#### [PAGE TEXT]
►

In keeping in line with yesterday’s post about the frailty of memory, I visited our city’s brand new modular school building yesterday. When she gets to fifth grade next fall, these are the buildings Little Bean will be attending.
Quick background - the district is building a brand new elementary school. In the meantime, modular classrooms have been constructed outside each of the regular elementary schools in the city to hold fifth graders.
When I heard the district using words like temporary and mods, I couldn’t help but think of a trailer park. (Not that there’s anything wrong with trailer parks, mostly.)
So when they offered a open house, I figured I’d check them out. Turns out they’re not exactly pretty, but they’re fine. I met the architect and the construction manager and they gave us a tour, showed us how the mods were connected to city water and sewer, had their own sprinkler and alarm system, were designed with modern IT and HVAC, had wide, beautiful classrooms.
In other words, if they had described this place as, you know, a building, instead of a mod, I literally would not be able to tell the difference. And even then, I wouldn’t know the difference if the construction manager didn’t talk about where the seams in the building were so that it could be broken apart and moved or shipped someplace else. Something goes wrong in a mod - a big leak or tree crushes the roof - boom, it snaps right off like a Lego and they pop a new one into place!
My first thought was, neat! My second thought was what this essay is about and how it relates to yesterday’s column.
This whole building, this whole grade, the entire physical space where my daughter will spend a year of her life studying is, well, temporary. A place holder. A book mark. She’ll drift through it like fog and then in a couple years as she heads deeper into middle school, it’ll just be gone one morning, returned to the parking lot it sits on.
This is a temporary building, designed to be temporary, that is larger than my entire elementary school was.
Let’s ask some architects what they think about space and design.

◄

#### [EXERCISE TASK A]
In the modular school post, which grade will the modular classrooms hold?
#### [EXERCISE TASK B]
Using the modular school post, explain why modular classrooms were set up outside the city's regular elementary schools.
#### [EXERCISE TASK C]
Carry on the modular school post from its final line.
The material after this point has nothing to do with the modular school post.

#### [DATA EXCERPT]
►

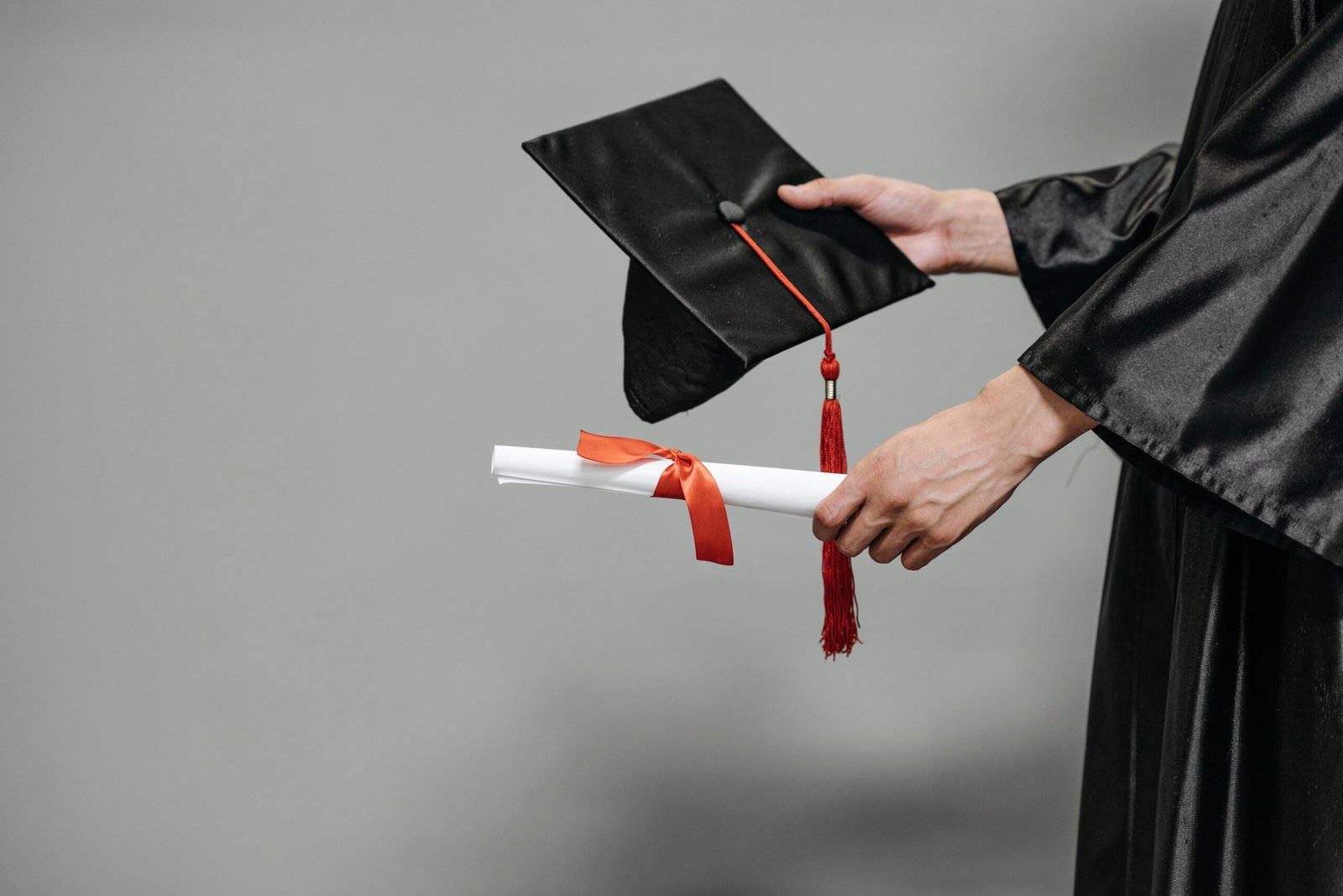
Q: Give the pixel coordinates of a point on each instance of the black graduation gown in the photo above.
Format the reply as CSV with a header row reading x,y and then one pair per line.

◄

#### [WRITTEN ANSWER A]
Fifth grade.

#### [WRITTEN ANSWER B]
The district is building a brand new elementary school. In the meantime, the modular classrooms hold the fifth graders.

#### [WRITTEN ANSWER C]
Frank Lloyd Wright said, "The present is the ever moving shadow that divides yesterday from tomorrow. In that lies hope." Let’s ignore Frank Lloyd Wright, I never understand what the heck he’s talking about.
David Adjaye said, “Buildings are deeply emotive structures which form our psyche.” Do you still dream about your high school locker? Your parents’ basement? I still feel in my fingertips the iron railings of the front set of steps that led to the front door of my elementary school. Physical space has a way of drilling into our memories. But what if the space is not designed to be remembered? What then?
Charles Eames said, “Recognizing the need is the primary condition for design.” The space itself, the floors, classrooms, hallways, isn’t as important as the need - a school. If the space fulfills that purpose, the design has done it’s job. My daughter doesn’t have to remember the actual building because she’ll remember the experience of fifth grade.
It’s best, I think, to stick with Charles on this one because it’ll likely be the teachers, her friends, her experiences that stand out in her memory and as a shared experience when she’s older. When I think of my years in elementary school, while that bare patch of ground where the school once stood does feel strange to me, it doesn’t diminish the experience because it’s no longer there.
Well, maybe a little… but life carries on.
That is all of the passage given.